:: Page
26 octobre, 2010

PRÉSIDENTIELLE 2012 Le rêve américain du Parti socialiste

Par Charlotte Chaffanjon

Le rêve américain du Parti socialiste

Martine Aubry a demandé à Arnaud Montebourg de plancher sur le processus de désignation du candidat PS à la présidentielle 2012 © Sipa

"It's a revolution !" Un cri du coeur comme une inestimable récompense. Lorsque Howard Dean, président du Parti démocrate américain pendant la présidentielle 2008, s'adresse en ces termes à Arnaud Montebourg et Olivier Ferrand, début octobre, les socialistes français savent qu'ils sont sur la bonne voie. Le secrétaire national à la rénovation du PS et le président du think tank Terra Nova passent trois jours à Washington pour parler "primaires" avec une vingtaine de dirigeants du Parti démocrate.

C'est qu'Arnaud Montebourg, chargé par la patronne du PS Martine Aubry de mettre en oeuvre ce processus très ouvert de désignation du candidat à la présidentielle 2012, compte s'inspirer largement du modèle américain. Du rêve américain, à entendre Olivier Ferrand qui raconte ainsi les primaires qui ont consacré Barack Obama : "Vingt-cinq millions de votants, onze millions de personnes inscrites sur le site de campagne d'Obama, trois millions de personnes qui ont fait des dons pour sa campagne, deux millions de personnes mobilisées sur le terrain..." Autant dire qu'à Washington, leurs interlocuteurs sont jugés maîtres.

"Une dynamique électorale, politique et personnelle" (Ferrand)

De ces entretiens, Montebourg et Ferrand ont tiré un rapport qu'ils remettront à leur première secrétaire dans les prochains jours. L'adaptation du processus dans l'Hexagone est délicat, question de mentalité, question de moyens aussi, alors que le financement de la vie politique est ici beaucoup plus restreint. "Les primaires françaises seront plus artisanales, les candidats auront de quoi se payer le train pour faire le tour des départements", souligne Olivier Ferrand. De toute façon, l'important semble ailleurs. "Les primaires vont constituer une dynamique électorale, politique et personnelle", pense-t-il.
::::
:: Données fournies
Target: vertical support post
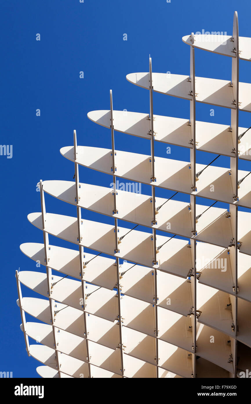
::::
*Énoncé:* Poursuivez le texte sur les primaires du Parti socialiste à la suite de sa dernière phrase. Les données constituent un matériau distinct du texte sur les primaires socialistes.

*Résultat:*
Dans un premier temps, la dynamique électorale doit venir de la mobilisation du peuple de gauche. Moyennant une contribution financière, un euro minimum, tout le monde peut participer. Arnaud Montebourg, grandiloquent, affirme qu'il voit déjà "4 millions de personnes" se rendre aux urnes le jour J, en octobre 2011... Olivier Ferrand avance plus raisonnablement : "Au-delà d'un million de votants, l'opération sera un succès." Il s'agirait, en effet, d'une petite victoire, alors que le PS compte aujourd'hui quelque 200.000 militants, seuls jusqu'ici à pouvoir s'exprimer lors des votes internes. Cela permettrait également d'engranger des fonds en vue de la campagne finale.

Une vaste base de données

Toujours en s'inspirant du modèle américain, le PS profiterait de la primaire pour se lancer dans un grand chantier : constituer une vaste base de données. Le parti veut coupler ses listes électorales avec ses fichiers de militants. Innovant. Et légal. Aux bénévoles, ensuite, de faire du porte-à-porte pour convaincre les uns et les autres d'aller voter ! Et de collecter les adresses mails afin de mobiliser dans la dernière ligne droite.

La dynamique politique doit, elle, venir d'une campagne plus longue que celle de 2006 qui opposa, trois semaines durant, Dominique Strauss-Kahn, Ségolène Royal et Laurent Fabius. Le dépôt des candidatures devrait avoir lieu dès le mois de juin 2011, top départ de deux mois de campagne officieuse pour les candidats qui se jetteront dans le grand bain d'une campagne officielle en septembre et en octobre. "Les primaires doivent servir à peaufiner le discours du futur candidat, à travailler son positionnement, à approfondir le travail de fond. C'est une répétition", résume Ferrand.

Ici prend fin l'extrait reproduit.